Exercise requirements: Pictures within the data are to be left out; everything else must be reproduced exactly.
START Provided entries
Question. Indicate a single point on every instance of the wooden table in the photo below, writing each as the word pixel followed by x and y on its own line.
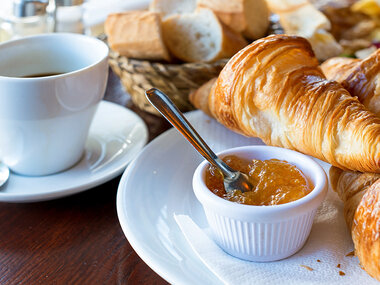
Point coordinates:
pixel 77 239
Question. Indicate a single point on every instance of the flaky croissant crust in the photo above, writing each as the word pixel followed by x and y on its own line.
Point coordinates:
pixel 360 77
pixel 360 193
pixel 274 89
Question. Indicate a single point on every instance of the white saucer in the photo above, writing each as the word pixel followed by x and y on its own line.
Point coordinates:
pixel 116 136
pixel 159 180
END Provided entries
Solution for this exercise:
Question. Indicate a single point on every instance of the wooden table in the photo below, writing each as the word pixel followed by x and y on its own line.
Point coordinates:
pixel 77 239
Question. Indicate a single point on every instance of the flaky croissant crust in the photo above, writing each as the word pixel followed by x and y on its own line.
Point coordinates:
pixel 360 77
pixel 360 193
pixel 274 89
Question. Indicate a single point on every instance of the white saucer in the photo above, writing each as the word pixel followed by x and y on its own line.
Point coordinates:
pixel 116 136
pixel 159 180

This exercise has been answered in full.